Communication is done by block level command sets like SCSI (Small
Computer System Interface) or ESCON (Enterprise Systems
Connection). In this embodiment, we use SCSI as block level command
sets and FC switch for the connection.
Logical Configuration
[0066] FIG. 2 is a diagram illustrating logical diagram for the
software components and their interconnections, for a CDP system
suitable for migration according to embodiments of the subject
invention. As explained with respect to FIG. 1, the host 10
currently uses CDP source storage 20, which is to be migrated to
CDP target storage 40. SAN (Storage Area Network) 41 provides
block-access capable logical network connection like SCSI, ESCON or
other. In this embodiment, we will use mainly SCSI to explain the
embodiment. The SAN 41 provides a logical connection between Host
10 and Source Storage Subsystem 30 via port 23 or between Host 10
and Target Storage Subsystem 40 via port 24, using switch or Hub
like FC and Ethernet. This capability is provided mainly by fibre
channel switch, hub, Ethernet Switch or hub etc.
[0067] The SAN/SWAN (Storage Wide Area Network) 42 provides a
logical connection between Source Storage Subsystem 20 via port 25
and Target Storage Subsystem 40 via port 26 using a switch, a hub,
e.g., FC and Ethernet or IP router. This capability is provided
mainly by fibre channel switch, hub, Ethernet Switch or hub etc.
The SAN/SWAN 42 provides block access capable logical network
connection like FC-SCSI, SCSI, iSCSI and ESCON. If the source
storage subsystem 20 and target storage subsystem 40 are remotely
located over a long distance, a channel extender (not shown) may be
used to extend the physical network.

Excerpted records:

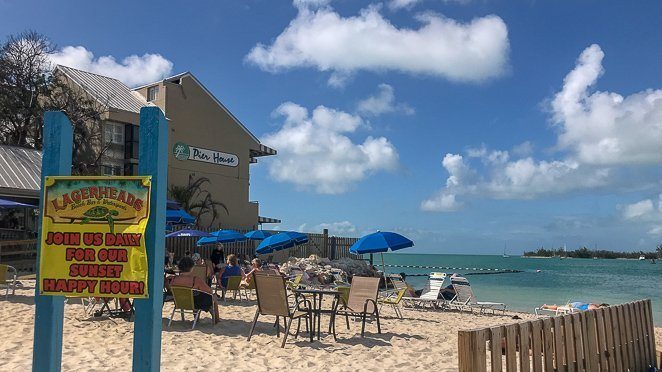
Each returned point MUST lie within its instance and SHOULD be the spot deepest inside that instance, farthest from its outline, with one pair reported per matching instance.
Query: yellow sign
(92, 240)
--
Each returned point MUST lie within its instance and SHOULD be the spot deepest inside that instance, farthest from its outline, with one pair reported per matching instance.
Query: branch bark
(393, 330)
...
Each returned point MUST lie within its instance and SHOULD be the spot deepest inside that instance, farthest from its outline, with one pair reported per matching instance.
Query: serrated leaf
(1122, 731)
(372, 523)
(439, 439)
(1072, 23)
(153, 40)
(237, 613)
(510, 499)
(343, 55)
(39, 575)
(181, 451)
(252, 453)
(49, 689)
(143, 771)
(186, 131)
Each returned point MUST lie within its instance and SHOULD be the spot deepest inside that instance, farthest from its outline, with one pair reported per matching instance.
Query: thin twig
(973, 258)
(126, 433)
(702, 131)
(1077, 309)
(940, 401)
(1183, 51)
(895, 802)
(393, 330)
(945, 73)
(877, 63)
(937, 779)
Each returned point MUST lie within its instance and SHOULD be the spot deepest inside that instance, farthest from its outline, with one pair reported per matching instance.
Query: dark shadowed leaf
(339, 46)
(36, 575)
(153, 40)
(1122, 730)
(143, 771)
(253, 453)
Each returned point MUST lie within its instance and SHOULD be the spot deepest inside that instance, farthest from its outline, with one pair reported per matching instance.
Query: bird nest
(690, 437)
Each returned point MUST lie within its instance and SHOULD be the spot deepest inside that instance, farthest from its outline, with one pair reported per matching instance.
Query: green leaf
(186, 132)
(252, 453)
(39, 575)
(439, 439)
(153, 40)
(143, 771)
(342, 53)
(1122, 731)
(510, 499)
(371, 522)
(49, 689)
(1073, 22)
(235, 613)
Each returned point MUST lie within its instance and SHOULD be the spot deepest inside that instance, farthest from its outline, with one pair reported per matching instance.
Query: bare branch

Aim 1: Copy the portion of the CDP migration excerpt that begins at the words "Communication is done" and ends after the words "for the connection.".
Aim 2:
Answer these questions from the CDP migration excerpt:
(a) Which block level command set does the embodiment use?
(b) What does SWAN stand for?
(c) What may be used to extend the physical network when the source and target storage subsystems are located a long distance apart?
Aim 3: Write the next part of the CDP migration excerpt, continuing after its final sentence.
The records play no part in this work.

Written answer 1:
Communication is done by block level command sets like SCSI (Small
Computer System Interface) or ESCON (Enterprise Systems
Connection). In this embodiment, we use SCSI as block level command
sets and FC switch for the connection.

Written answer 2:
(a) SCSI
(b) Storage Wide Area Network
(c) A channel extender

Written answer 3:
[0068] The LAN(Local Area Network)/WAN(Wide Area Network) 74
provides Internet Protocol (IP) accessible network. The LAN/WAN 74
provides logical connection between Console 72 and the source and
target storage subsystems 20 and 40, using switches such as
Ethernet, FDDI, Token ring, etc. The LAN/WAN 74 enables access from
other hosts to manage the storage subsystems remotely.
[0069] Host 10 consists of OS (operating system) 16, application
18, and Path High Availability (HA) software 17, which provides
alternative path capability for the data and SCSI driver to access
Logical Unit (LU) on the storage subsystem. The OS 16 may be UNIX,
Microsoft Windows, Solaris, Z/OS or AIX. The application 18 may be
transaction type application like database or other kind of office
application. To control the migration, host 10 may have storage
control agent (Not Depicted) operable as an in-band control
mechanism. The agent communicates with the storage subsystems
using, e.g., a technology which controls the storage device using
SCSI command sets, such as that described in European Patent
Publication No. EP1246050, which is incorporated herein by
reference in its entirety. The agent corresponds to the RMLIB, and
the Command Device corresponds to CM as described in EP1246050. The
agent provides Application program Interface (API) or Command Line
Interface (CLI).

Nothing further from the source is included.